##### Data under study

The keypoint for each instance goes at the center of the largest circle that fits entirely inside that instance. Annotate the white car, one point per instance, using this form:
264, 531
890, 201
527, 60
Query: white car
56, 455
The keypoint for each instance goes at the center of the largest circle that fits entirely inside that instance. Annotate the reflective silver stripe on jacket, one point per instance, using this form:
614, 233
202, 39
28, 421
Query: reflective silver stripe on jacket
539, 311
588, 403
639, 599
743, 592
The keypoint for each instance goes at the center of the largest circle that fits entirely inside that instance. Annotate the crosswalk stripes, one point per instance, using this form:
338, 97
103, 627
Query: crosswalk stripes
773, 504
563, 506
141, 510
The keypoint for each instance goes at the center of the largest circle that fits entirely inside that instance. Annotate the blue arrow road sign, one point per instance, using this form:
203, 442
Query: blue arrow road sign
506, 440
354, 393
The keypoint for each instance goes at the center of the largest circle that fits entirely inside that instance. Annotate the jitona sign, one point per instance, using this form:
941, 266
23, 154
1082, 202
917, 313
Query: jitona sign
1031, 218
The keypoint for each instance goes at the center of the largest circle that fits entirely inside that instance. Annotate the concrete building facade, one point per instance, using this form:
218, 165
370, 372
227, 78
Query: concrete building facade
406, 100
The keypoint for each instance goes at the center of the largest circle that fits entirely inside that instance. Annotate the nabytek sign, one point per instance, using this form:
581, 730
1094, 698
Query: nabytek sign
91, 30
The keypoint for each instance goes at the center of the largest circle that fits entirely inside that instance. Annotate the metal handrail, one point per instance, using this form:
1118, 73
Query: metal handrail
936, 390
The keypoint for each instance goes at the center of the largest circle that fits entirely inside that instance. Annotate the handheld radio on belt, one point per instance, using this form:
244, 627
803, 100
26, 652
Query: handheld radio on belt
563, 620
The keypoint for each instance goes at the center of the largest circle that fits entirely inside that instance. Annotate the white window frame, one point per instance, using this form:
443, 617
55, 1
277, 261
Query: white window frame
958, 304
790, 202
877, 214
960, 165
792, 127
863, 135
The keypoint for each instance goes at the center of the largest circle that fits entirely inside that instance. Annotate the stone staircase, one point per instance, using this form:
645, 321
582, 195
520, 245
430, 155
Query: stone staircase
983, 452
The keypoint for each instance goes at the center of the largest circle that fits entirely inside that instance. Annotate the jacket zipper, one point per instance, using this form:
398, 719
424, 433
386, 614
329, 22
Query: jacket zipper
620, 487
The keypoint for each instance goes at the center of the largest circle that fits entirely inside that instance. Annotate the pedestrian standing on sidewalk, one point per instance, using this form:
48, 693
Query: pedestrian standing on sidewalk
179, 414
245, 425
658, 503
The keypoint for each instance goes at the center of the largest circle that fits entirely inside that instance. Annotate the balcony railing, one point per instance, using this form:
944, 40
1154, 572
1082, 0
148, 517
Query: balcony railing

##########

__Work order__: Repeat the lines above exactly.

__Answer to this problem__:
The keypoint for each instance goes at the center of the largest circle that fits entirely inside that instance. Annotate the white car, one point per instance, using this form:
264, 531
890, 201
527, 60
Query: white car
56, 455
The keypoint for each instance goes at the center of the largest circle that fits entirely inside that instance. Annotate the reflective silver stripe on jacket, one point per instance, using this form:
614, 233
202, 39
28, 421
Query: reflective silver stripe on jacket
539, 311
588, 403
639, 599
743, 592
The keypoint for each instance goes at the center of the largest circle that fits entirely inside that instance. Annotate the crosswalk stripes, one point per instance, using this form:
338, 97
103, 627
Query: crosswalk stripes
773, 504
563, 506
141, 510
The keypoint for each instance goes at the center of the largest circle that fits entirely inside that instance. Annotate the blue arrow road sign, one point per instance, using this form:
203, 442
Query: blue arrow road sign
506, 440
354, 393
The keypoint for each instance goes at the center of the largest circle that fits entirely inside that instance. Annotate the jitona sign, one point per instance, using this form:
941, 266
23, 154
1082, 202
917, 313
Query: jitona sign
1031, 218
The keypoint for each instance goes at the center of the largest circle that fits entirely inside that instance. Annotate the concrete building facade, one point per instance, using this form:
218, 165
370, 372
227, 78
Query: concrete building facade
406, 100
The keypoint for each instance goes at the center of the largest circle that fits entirely inside that instance. Annotate the nabytek sign, one point per instance, using this form:
581, 730
1094, 698
Query: nabytek sign
91, 30
The keypoint for each instance goes at the center of the largest circle that fits entirely inside that instance. Annotate the metal handrail, one point per instance, using this form:
1118, 73
Query: metal handrail
936, 390
The keypoint for each instance goes at the center of the largest circle that fits entirely inside that instance. Annotate the handheld radio on belt, one point per instance, using this form:
244, 627
803, 100
26, 652
Query: handheld radio on belt
563, 620
The keypoint for each instance goes at the center of the largest circle that fits entirely inside that instance. Annotate the white window frame, one point per instance, using this form:
443, 617
55, 1
277, 261
Query: white window frame
958, 304
790, 202
877, 214
960, 165
792, 127
863, 135
The keypoint for each instance goes at the center of the largest circle that fits entirely inside that instance. Annotate the stone staircase, one point per instance, using this form:
645, 321
582, 195
520, 245
430, 155
Query: stone staircase
983, 452
The keypoint for each instance goes at the center of the largest circle that fits entirely inside that instance. Annotate the jacket zipper, one point per instance, using this form:
398, 719
424, 433
386, 614
329, 22
Query: jacket zipper
620, 487
The keypoint for each instance goes at the center of the largest circle that fits entirely inside that instance. Annotate the pedestrian standing on sidewalk, one point per instance, using this form:
48, 693
Query: pedestrian standing on sidewalk
179, 414
245, 425
658, 503
The keypoint for each instance goes at the center of the largest circle that fits entirely inside that instance. Annotate the balcony railing, one point per instance, using this form:
944, 40
1154, 572
1082, 0
148, 517
Query: balcony railing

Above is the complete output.